Text.
⟨
We calculated the normalized difference vegetation index (NDVI) from the red and NIR-1 bands of the HR imagery and then added the NDVI as a new band to the HR dataset. Spectral signals were then extracted and assigned to the points generated in the HR VPI work with each assigned RCC class, and a random forest classification was performed to predict RCCs using the spectral information as covariates. The number of trees was set to 1000, with two variables tried at each split. After model fitting, we used a graph showing the out-of-bag error of each class versus the number of trees in the classification to explore the effects of sample sizes on the accuracy of the method and increase it when needed. Classification of HR imagery focused on classifying RCCs – trees, shrubs, grasses, bare ground, water, cultivated land, and impervious surfaces (e.g., Fig. 6). After training our classification algorithms on 90 % of the generated labels, we then used the remaining 10 % to compare the (out-of-sample, OOS) prediction of the classifier against the actual reference labels using confusion matrices. We set a threshold minimum value of 85 % overall accuracy for using the resulting classifications in the following analysis steps. A random sample of HR classified imagery with accuracies above the threshold was selected and visually inspected to understand misclassifications and their potential drivers. We increased our RCC-oriented VPI effort if threshold levels were not met until accuracy met our threshold value. Despite our efforts and due to cloud cover and other factors such as cropland misclassifications in humid areas, only 44.5 % (n = 143) of the total RCC classifications were retained using the 85 % accuracy threshold. Lower-accuracy classifications occurred in areas of highlands on the west and southeast portions of our study area, characterized by higher precipitation. After contrasting classification predictions against pan-sharpened images, we recognized that most of the misclassifications corresponded to classes including green vegetation such as grass, crops, and trees. Other sources of error included areas with cloud shadows and impervious surfaces.
⟩
Provided material.
⟨
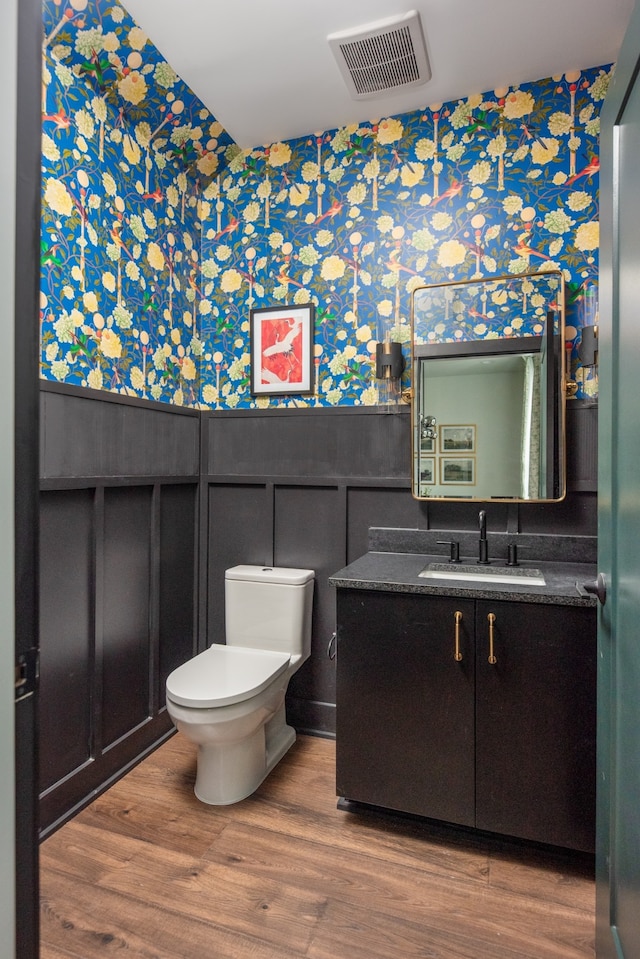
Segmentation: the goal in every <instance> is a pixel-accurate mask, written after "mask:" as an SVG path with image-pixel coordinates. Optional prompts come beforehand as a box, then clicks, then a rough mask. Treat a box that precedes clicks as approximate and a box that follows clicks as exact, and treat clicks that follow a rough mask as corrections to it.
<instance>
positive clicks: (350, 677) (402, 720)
mask: <svg viewBox="0 0 640 959" xmlns="http://www.w3.org/2000/svg"><path fill="white" fill-rule="evenodd" d="M424 560H425V557H424V556H423V557H421V556H419V555H417V556H408V555H405V556H393V555H392V554H391V555H390V554H387V555H385V554H375V553H370V554H367V556H365V557H363V558H362V560H358V561H356V562H355V563H353V564H351V566H349V567H347V568H346V570H341V571H340V572H339V573H337V574H336V575H335V576H334V577H332V582H333V583H334V585H336V586H337V587H338V588H337V660H338V667H337V695H336V703H337V723H336V738H337V773H336V775H337V781H336V787H337V793H338V795H339V796H341V797H342V798H343V801H346V802H344V803H343V804H353V803H356V804H357V803H365V804H368V805H373V806H377V807H383V808H385V809H390V810H395V811H401V812H405V813H412V814H417V815H420V816H425V817H428V818H430V819H435V820H439V821H442V822H446V823H452V824H455V825H458V826H464V827H472V828H475V829H477V830H482V831H487V832H491V833H498V834H501V835H505V836H510V837H517V838H519V839H525V840H532V841H535V842H539V843H545V844H551V845H555V846H561V847H565V848H568V849H573V850H580V851H583V852H592V851H593V849H594V831H595V728H596V612H595V607H594V605H593V600H592V599H591V598H590V597H588V596H586V595H584V594H582V591H581V590H580V589H579V588H578V587H577V586H576V582H581V581H582V580H581V579H580V577H583V576H586V577H588V574H589V571H590V569H589V567H588V566H586V565H582V564H573V565H572V564H568V565H566V566H565V565H564V564H557V565H553V564H536V565H544V566H545V567H546V580H547V586H546V587H534V588H531V587H528V588H527V587H517V586H514V587H512V586H510V585H509V586H502V587H499V588H495V589H494V587H493V585H491V586H490V587H488V586H486V584H482V586H481V588H478V586H475V587H470V586H467V587H466V588H465V587H460V586H459V585H448V584H445V585H444V586H440V587H438V586H423V585H420V583H421V581H420V580H419V579H418V578H417V573H418V571H419V569H420V567H421V565H423V563H424ZM376 564H377V566H378V567H379V572H378V573H376V572H374V570H375V569H376ZM383 570H384V571H385V572H384V573H383V572H382V571H383ZM558 571H559V573H558ZM556 574H558V575H557V576H556ZM378 575H379V576H380V580H379V581H378V582H376V576H378ZM384 576H386V577H387V578H386V580H385V579H384ZM424 582H425V581H424V580H422V583H424ZM525 589H528V593H526V592H524V590H525ZM563 594H564V595H563Z"/></svg>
⟩
Tasks and exercises.
**1.** In the text on classifying HR imagery into RCCs, how many trees were set for the random forest classification?
**2.** Carry on the text about classifying HR imagery into RCCs, starting after its final sentence.

Expected results.
**1.** 1000 trees.

**2.**
2.3.3 Composition-based algorithm for HR reference data creation
After classifying HR strips and selecting those with higher accuracy, we applied a custom-made algorithm that uses a squared moving window of the size of a Landsat pixel (30×30 m) and calculates the proportion of HR pixels, representing the area in the window covered by each of the RCC classes from the predicted HR classification. Using the proportion of HR pixels for each RCC class allowed us to use both Worldview datasets, as they have different spatial resolution. Then, using the list of defined threshold compositional percentages of RCC classes per land cover class in Table 1, we built code to meet the criteria for each land cover class. We then selected a stratified random sample of 80 000 points to be used as training points for the Landsat classification, described next. Points retained the date of the HR strip used to generate them. Due to misclassifications associated with scattered cloud cover in some imagery, we further applied a buffer of 500 m around areas where more than 100 pixels of cloud or shadows were detected inside the moving window described above and excluded these from the RCC proportion calculation and class assignment.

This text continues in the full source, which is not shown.